#### ITEMS:
•••••

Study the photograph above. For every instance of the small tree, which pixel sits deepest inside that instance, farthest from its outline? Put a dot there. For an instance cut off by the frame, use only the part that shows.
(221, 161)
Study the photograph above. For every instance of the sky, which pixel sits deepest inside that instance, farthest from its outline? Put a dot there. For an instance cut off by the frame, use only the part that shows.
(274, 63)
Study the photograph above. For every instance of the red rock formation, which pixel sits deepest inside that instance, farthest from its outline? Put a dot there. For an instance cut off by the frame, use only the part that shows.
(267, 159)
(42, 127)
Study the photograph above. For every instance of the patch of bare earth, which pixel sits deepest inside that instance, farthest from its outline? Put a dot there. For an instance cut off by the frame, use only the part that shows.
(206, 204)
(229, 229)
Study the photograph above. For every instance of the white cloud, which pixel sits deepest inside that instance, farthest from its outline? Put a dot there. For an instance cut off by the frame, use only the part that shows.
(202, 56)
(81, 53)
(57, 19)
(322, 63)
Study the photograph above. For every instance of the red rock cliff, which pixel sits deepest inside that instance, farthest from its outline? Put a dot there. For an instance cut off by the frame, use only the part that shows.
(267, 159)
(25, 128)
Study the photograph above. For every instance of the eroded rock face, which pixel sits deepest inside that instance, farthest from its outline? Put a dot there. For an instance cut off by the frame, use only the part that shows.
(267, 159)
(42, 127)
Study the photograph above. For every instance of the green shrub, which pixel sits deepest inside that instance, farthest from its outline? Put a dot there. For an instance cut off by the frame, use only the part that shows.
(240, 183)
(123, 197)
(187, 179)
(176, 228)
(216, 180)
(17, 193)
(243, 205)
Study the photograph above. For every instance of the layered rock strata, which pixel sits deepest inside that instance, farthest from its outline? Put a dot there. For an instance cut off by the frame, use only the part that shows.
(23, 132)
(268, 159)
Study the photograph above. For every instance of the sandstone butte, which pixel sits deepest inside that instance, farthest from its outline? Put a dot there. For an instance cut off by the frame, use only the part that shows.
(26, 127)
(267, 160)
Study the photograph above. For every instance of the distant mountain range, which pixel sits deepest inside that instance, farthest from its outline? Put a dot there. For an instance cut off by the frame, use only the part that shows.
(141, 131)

•••••

#### THE EXERCISE:
Switch "distant mountain range" to "far ridgeline" in the entries from the line containing "Study the photograph above. For every instance of the distant" through the end of the entries, inclusive, and give those lines again with nothing else changed.

#### TASK SOLUTION:
Study the photograph above. For every instance of the far ridgeline, which pixel sits deepest inside that instance, farthest from its outline? Put a dot there. For an instance cut off by the frame, use only the part that shows.
(141, 131)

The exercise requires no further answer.